Henrik Stenson had pain in his right wrist and still won the richest prize in golf at the final PGA Tour event of the year in Atlanta.

One month later, halfway around the world, not much has changed.

Stenson embarks on his bid Thursday at the BMW Masters to become the first player to win the FedEx Cup on the PGA Tour and the Race to Dubai on the European Tour. Thanks to his incredible summer run through two majors and a World Golf Championship, Stenson has a commanding lead — 425,573 euros — on the European Tour money list.

And yes, his wrist is still sore.

"I'm not sure what's going on," Stenson said. "I'm starting a seven-tournament stretch this week. It's not the best to have a wrist problem when going into that. But I'll do the best from here on in."

The Race to Dubai will be determined by the four tournaments called the "Final Series," which starts at Lake Malaren. That will be followed by the HSBC Champions across Shanghai at Sheshan International, and then stops in Turkey and Dubai.

All of the tournaments have some of the biggest purses of the year. Stenson can put an exclamation point to his remarkable run, or be caught very quickly by the likes of Graeme McDowell or U.S. Open champion Justin Rose.

The first matter of business is his wrist, which also was ailing the week he won the Tour Championship to claim the $10 million FedEx Cup bonus. Stenson saw enough improvement through therapy that he was able to play in the pro-am Wednesday at Lake Malaren. But the fact it hasn't improved during his month away concerns him.

The Finals Series features four of the richest events all year on the European Tour, except for the majors. The BMW Masters and the Turkish Open offer $7 million in prize money, while the HSBC is $8.5 million as a WGC, and the DP World Tour Championship in Dubai is $8 million.

"The focus is to play well in the last four tournaments and see what happens," Lee Westwood said. "Those are four massive tournaments."

Luke Donald and Rory McIlroy have won the PGA Tour and European Tour money titles in each of the last two years. Neither of them, however, won the FedEx Cup, which would make Stenson stand out. The 37-year-old Swede had his eyes on the Race to Dubai title even before he won the FedEx Cup.

Now, it's very much in his grasp.

"It's four big weeks coming up, starting here at the BMW Masters," said Stenson, who at No. 4 is the highest-ranked player at Lake Malaren. "There's a lot of points and money up for grabs in these events. It's only one top finish from any one of the guys, or a couple of the guys, behind me to catch me or move beyond. So I'm just going to focus on my game and try to have some good weeks. Hopefully, I can get one really good week out of these four, and that should hopefully give me a shot at the overall title."

Peter Hanson is the defending champion, though he also has had injury problems this year. Hanson has been dealing with back problems, which has caused him to fall from No. 19 in the world at the end of last year to No. 39 going into the Finals Series.

The only significant injury for McIlroy might be between the ears. The season has been one big distraction, from his slow start to the year and his toothache that he blamed for leaving early at the Honda Classic. McIlroy changed equipment companies, changed management companies, and now the companies are engaged in a legal dispute that could take another year to settle.

McIlroy returned form a month break — during which he played golf and had dinner with former President Bill Clinton — and returned last week at the Korea Open to finish in a tie for second place. He won at Lake Malaren in 2011 before it was an official event, and he battled on the back nine with Hanson a year ago.

"It's a course I've played well," McIlroy said. "I'm looking forward to this week, finishing the season strong and getting some momentum going into next year."

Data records

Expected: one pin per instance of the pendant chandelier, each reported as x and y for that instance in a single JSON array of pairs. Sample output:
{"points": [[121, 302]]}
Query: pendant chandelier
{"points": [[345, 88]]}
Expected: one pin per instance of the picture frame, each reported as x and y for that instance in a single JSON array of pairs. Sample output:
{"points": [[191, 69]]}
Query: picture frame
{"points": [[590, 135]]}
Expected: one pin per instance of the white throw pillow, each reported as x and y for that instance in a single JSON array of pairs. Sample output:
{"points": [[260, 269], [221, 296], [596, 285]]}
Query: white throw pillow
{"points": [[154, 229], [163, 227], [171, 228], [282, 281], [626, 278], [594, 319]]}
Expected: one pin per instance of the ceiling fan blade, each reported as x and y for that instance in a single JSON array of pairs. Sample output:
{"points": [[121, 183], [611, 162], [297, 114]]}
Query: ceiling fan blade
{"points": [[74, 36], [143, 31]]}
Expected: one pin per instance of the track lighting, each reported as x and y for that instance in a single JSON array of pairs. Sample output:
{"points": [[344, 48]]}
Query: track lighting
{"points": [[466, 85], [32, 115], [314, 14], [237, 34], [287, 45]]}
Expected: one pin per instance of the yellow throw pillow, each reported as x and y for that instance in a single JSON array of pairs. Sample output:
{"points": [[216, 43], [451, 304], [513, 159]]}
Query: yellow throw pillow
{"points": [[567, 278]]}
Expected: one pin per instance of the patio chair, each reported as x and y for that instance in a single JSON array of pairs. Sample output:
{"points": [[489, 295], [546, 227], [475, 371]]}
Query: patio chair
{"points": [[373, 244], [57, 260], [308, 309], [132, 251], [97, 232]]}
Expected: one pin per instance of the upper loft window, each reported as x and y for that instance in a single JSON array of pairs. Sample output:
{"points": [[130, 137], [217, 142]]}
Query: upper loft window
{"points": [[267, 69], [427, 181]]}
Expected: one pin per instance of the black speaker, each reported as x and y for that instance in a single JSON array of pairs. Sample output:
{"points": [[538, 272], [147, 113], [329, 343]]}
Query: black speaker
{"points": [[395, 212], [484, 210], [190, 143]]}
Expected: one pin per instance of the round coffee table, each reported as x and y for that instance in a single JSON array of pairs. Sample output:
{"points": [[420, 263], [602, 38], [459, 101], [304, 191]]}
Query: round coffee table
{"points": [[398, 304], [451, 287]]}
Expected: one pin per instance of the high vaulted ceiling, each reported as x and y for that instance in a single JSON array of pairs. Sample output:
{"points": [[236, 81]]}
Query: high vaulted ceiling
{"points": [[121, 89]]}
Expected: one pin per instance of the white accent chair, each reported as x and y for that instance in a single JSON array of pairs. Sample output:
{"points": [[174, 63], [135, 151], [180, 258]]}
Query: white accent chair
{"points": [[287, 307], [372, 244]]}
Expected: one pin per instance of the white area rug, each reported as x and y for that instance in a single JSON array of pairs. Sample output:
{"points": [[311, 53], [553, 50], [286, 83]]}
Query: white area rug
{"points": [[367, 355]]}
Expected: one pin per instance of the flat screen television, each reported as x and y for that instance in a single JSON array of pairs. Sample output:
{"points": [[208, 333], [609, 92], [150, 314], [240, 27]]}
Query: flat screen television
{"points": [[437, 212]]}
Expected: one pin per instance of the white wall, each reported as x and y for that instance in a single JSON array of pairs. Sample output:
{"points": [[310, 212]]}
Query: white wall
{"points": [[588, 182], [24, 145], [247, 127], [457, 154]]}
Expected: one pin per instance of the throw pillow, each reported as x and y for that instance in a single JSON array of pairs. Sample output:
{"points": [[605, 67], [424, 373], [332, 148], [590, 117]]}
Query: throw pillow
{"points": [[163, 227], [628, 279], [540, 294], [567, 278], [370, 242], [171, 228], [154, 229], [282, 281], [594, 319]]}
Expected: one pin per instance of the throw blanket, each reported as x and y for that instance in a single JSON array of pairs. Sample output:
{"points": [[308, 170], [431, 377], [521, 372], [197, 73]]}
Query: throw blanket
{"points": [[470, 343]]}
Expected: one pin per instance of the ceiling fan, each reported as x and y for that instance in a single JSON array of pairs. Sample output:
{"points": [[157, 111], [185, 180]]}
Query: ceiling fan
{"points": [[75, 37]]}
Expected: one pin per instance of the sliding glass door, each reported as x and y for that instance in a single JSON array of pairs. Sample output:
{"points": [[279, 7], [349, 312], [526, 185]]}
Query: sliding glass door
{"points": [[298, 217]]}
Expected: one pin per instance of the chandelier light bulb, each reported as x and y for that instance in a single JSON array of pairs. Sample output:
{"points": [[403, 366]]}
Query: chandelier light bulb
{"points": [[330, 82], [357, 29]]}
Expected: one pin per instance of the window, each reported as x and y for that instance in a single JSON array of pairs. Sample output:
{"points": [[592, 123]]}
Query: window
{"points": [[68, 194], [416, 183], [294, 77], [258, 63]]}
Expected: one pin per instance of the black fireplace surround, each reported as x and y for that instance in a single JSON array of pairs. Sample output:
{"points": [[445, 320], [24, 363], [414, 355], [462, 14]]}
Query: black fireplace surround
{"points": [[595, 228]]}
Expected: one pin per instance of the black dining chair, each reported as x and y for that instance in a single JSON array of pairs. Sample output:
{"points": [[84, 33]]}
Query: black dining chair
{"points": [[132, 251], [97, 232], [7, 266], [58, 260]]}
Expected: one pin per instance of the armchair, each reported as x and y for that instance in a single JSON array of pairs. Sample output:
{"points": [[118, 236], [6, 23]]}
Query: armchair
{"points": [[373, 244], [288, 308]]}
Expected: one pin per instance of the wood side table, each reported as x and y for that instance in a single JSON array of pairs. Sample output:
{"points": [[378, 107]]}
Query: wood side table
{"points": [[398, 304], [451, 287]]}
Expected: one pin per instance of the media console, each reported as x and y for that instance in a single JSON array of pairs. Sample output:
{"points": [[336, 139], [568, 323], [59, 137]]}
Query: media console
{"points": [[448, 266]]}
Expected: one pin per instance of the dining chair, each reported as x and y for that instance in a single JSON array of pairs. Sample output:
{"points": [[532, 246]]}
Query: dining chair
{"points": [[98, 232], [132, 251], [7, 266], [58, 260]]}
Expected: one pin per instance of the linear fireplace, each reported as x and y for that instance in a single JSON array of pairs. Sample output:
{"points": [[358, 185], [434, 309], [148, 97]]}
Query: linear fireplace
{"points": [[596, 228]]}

(EXERCISE INSTRUCTIONS):
1. According to the article, how large is Stenson's lead on the European Tour money list?
2. Retype everything in the article from "Peter Hanson is" down to "the Finals Series.", with no changes.
Rely on the article alone for this work.

(ANSWERS TO EACH TASK):
1. 425,573 euros

2.
Peter Hanson is the defending champion, though he also has had injury problems this year. Hanson has been dealing with back problems, which has caused him to fall from No. 19 in the world at the end of last year to No. 39 going into the Finals Series.